Reproduce the data below in full. Nothing should differ from the original.
------ Listed entries
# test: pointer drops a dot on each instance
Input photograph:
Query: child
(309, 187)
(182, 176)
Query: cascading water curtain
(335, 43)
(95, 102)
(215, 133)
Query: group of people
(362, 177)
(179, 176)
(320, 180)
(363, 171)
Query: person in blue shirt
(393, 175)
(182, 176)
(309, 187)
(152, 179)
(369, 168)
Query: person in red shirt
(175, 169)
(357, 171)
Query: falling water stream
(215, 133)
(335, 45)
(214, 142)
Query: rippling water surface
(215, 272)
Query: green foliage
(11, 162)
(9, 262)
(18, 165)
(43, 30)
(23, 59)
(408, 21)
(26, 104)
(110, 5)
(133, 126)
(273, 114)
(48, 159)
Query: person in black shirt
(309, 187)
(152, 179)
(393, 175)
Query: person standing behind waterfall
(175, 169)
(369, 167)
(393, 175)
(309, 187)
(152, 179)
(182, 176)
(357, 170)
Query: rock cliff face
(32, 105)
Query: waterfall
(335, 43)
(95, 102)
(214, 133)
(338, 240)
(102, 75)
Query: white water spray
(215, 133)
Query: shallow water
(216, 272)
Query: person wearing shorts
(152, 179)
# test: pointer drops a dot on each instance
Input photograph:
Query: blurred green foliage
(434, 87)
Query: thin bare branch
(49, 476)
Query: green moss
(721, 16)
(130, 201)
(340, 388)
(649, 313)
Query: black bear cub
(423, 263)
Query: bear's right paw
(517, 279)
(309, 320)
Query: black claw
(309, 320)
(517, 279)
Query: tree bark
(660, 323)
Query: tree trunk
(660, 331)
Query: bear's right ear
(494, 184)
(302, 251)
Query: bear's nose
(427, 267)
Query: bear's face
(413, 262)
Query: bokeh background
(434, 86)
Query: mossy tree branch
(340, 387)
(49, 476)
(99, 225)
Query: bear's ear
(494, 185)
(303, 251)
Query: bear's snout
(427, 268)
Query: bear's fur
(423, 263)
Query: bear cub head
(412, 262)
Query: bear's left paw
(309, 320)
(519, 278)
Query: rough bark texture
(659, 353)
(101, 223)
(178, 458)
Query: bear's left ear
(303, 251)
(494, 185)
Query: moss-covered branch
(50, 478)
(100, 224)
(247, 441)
------------
● **Exercise solution**:
# test: pointer drops a dot on each instance
Input photograph:
Query: child
(309, 187)
(182, 176)
Query: cascading water curtain
(335, 43)
(95, 102)
(215, 133)
Query: group of people
(362, 177)
(179, 176)
(320, 180)
(363, 171)
Query: person in blue shirt
(393, 175)
(182, 176)
(309, 187)
(152, 179)
(369, 168)
Query: person in red shirt
(175, 169)
(357, 171)
Query: falling water stream
(215, 133)
(335, 45)
(214, 142)
Query: rippling water surface
(215, 272)
Query: green foliage
(11, 162)
(9, 262)
(18, 165)
(43, 30)
(23, 59)
(408, 21)
(26, 104)
(110, 5)
(133, 126)
(273, 114)
(48, 159)
Query: person in black shirt
(309, 187)
(152, 179)
(393, 175)
Query: person standing behind waterfall
(175, 169)
(369, 167)
(393, 175)
(309, 187)
(152, 179)
(182, 176)
(357, 170)
Query: rock cliff face
(32, 105)
Query: waterfall
(335, 43)
(95, 102)
(214, 133)
(338, 240)
(102, 75)
Query: white water spray
(215, 133)
Query: shallow water
(216, 272)
Query: person wearing shorts
(152, 179)
# test: pointer drops a dot on each instance
Input photograph:
Query: blurred green foliage
(434, 87)
Query: thin bare branch
(49, 476)
Query: green moss
(721, 16)
(130, 201)
(340, 388)
(649, 313)
Query: black bear cub
(423, 263)
Query: bear's right paw
(517, 279)
(309, 320)
Query: black claw
(309, 320)
(517, 279)
Query: tree bark
(660, 323)
Query: tree trunk
(660, 331)
Query: bear's right ear
(494, 184)
(302, 251)
Query: bear's nose
(427, 267)
Query: bear's face
(413, 262)
Query: bokeh background
(434, 86)
Query: mossy tree branch
(340, 387)
(49, 476)
(99, 225)
Query: bear's ear
(494, 185)
(303, 251)
Query: bear's snout
(427, 268)
Query: bear's fur
(423, 263)
Query: bear cub head
(412, 262)
Query: bear's left paw
(309, 320)
(519, 278)
Query: rough bark texture
(659, 353)
(101, 223)
(178, 458)
Query: bear's left ear
(303, 251)
(494, 185)
Query: moss-covered branch
(50, 478)
(100, 224)
(247, 441)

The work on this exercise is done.